* Source excerpt:
'''

Based on a lot of personal experience visiting Tobermory over the years, a lot of the attractions in Tobermory are more suited to adults and older children – this is because there’s not a lot of sand and the shoreline is mostly rock. However, during my visits, I came up with several things to do in Tobermory with a baby or toddler. Heading to Tobermory with older children as well? Check out things to do in Tobermory with kids.
Tobermory, often called the Canadian tropics, is a small community on the Bruce Peninsula of less than 4,000 people. Every summer, Tobermory welcomes close to 400,000 tourists, (100 x their population!) Once May or June rolls around, people from all over Ontario start flocking to Tobermory to see the impressive, unique rock formations and the clear blue waters. Tobermory is a popular scuba diving and snorkelling destination, as well as cruises, hiking and camping.
Tobermory has many activities and sights that are safe for babies and toddlers. I’ve compiled a list of all the popular things to do in Tobermory with a baby or toddler, and if necessary, how to modify the activities so that they’re safe and doable for this age group. So, let’s dive in!
Things to do in Tobermory with A Baby or Toddler
1. Walks along Little Tub Harbour
Little Tub Harbour (also known as Tobermory Harbour) is the main harbour in town. There’s a marina, dive shops, several restaurants, ice cream places, cafes, and shops that sell Canadiana and beach items, and even a Foodland for grocery shopping.
You can spend a lot of time walking around the Little Tub harbour with a stroller or baby in a carrier. I spent several hours doing this with my 1 and 2-year-old children while my husband was scuba diving and vice versa.
It’s worth it to mention that not all of the shops are accessible with a stroller, so its almost easier to walk around with a baby carrier if you want to be able to visit all the shops. Based on my summer 2022 visits with a one-year-old, I would say that you can do Little Tub harbour in a baby carrier or a stroller; you just have more options of stores to go into when you don’t have the stroller, as some of them are tricky to get into with their stairs.
FYI:The town of Tobermory is currently redoing their sea wall (as of 2023) which is exciting news for us stroller parents, as it might make the accessibility of the businesses even easier at Little Tub – I will update this as I find out more.
Aside from shopping and grabbing coffees and ice cream, here are my favourite Little Tub harbour activities with a baby:
- Watch the boats at the boat docking area (pictured above.)You might also be lucky enough to see and feed some ducks in the boat docking area.
- Walk along the seawall .If you keep walking along Little Tub Harbour past Coconut Joe’s (about a 5-10 minute walk) you will find yourself on a breathtaking scenic route with some beautiful views of the lake. If you keep going along the seawall, there is a dock to your left. This dock is often used by scuba divers to get into the water. At the top of that dock is a compost-style washroom. It’s pretty well maintained, but there are no change tables.
Be prepared to cover your little one’s ears if the boat comes in from Manitoulin island, from across the harbour. The horn is quite loud when you hear it from this side.

'''

* Written problem:
Copy word for word the part of the Tobermory guide from "Tobermory has many" up to and including "and vice versa.".

* Given data:
'''

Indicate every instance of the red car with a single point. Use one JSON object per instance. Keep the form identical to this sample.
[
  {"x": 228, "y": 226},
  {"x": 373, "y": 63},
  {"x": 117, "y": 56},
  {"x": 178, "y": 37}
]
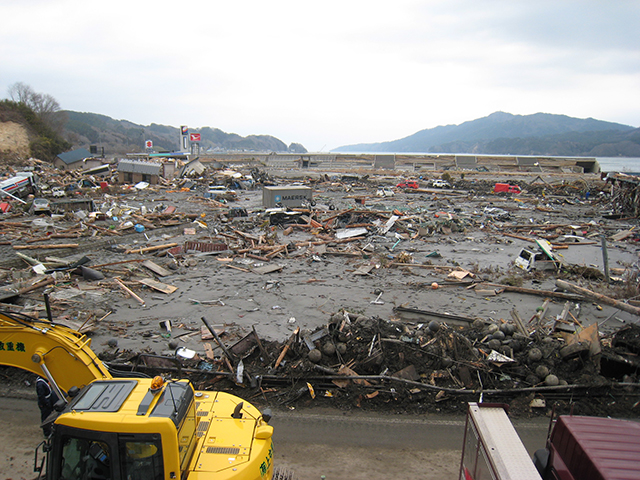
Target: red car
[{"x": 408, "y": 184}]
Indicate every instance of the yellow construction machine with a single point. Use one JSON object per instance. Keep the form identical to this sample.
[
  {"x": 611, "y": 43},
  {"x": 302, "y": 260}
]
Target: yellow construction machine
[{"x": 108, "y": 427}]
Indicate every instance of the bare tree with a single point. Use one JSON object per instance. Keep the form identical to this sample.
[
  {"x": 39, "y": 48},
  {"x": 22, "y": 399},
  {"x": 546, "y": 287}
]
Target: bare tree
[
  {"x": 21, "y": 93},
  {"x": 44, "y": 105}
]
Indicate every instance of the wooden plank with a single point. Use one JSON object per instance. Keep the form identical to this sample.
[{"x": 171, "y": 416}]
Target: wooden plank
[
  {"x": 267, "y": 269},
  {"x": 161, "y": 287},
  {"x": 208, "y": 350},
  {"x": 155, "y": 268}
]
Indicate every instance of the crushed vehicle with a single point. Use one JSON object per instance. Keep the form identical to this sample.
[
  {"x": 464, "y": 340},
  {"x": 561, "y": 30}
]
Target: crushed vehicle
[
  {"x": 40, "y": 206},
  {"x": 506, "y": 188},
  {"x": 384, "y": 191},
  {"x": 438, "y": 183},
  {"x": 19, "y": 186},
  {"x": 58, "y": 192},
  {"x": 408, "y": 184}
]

'''
'''

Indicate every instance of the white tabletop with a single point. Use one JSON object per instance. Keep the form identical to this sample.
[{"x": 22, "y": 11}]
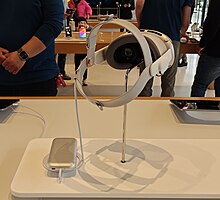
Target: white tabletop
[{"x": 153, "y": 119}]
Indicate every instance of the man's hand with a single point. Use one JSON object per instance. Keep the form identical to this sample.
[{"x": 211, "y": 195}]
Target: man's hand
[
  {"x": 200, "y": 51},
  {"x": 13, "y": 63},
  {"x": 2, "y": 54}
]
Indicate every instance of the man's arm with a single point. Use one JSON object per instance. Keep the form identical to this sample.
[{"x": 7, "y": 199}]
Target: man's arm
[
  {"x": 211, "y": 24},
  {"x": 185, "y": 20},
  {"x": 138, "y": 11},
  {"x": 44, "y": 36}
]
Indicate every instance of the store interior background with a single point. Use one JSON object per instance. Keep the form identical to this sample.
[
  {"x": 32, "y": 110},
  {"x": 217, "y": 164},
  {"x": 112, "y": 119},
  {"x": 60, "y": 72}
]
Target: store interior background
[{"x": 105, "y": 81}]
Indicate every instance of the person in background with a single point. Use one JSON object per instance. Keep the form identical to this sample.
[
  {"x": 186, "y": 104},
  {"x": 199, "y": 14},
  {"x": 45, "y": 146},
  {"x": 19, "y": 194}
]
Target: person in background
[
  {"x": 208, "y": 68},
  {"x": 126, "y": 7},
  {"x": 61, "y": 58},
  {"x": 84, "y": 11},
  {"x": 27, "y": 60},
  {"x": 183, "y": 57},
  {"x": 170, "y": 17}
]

'''

* Solved exercise:
Tobermory has many activities and sights that are safe for babies and toddlers. I’ve compiled a list of all the popular things to do in Tobermory with a baby or toddler, and if necessary, how to modify the activities so that they’re safe and doable for this age group. So, let’s dive in!
Things to do in Tobermory with A Baby or Toddler
1. Walks along Little Tub Harbour
Little Tub Harbour (also known as Tobermory Harbour) is the main harbour in town. There’s a marina, dive shops, several restaurants, ice cream places, cafes, and shops that sell Canadiana and beach items, and even a Foodland for grocery shopping.
You can spend a lot of time walking around the Little Tub harbour with a stroller or baby in a carrier. I spent several hours doing this with my 1 and 2-year-old children while my husband was scuba diving and vice versa.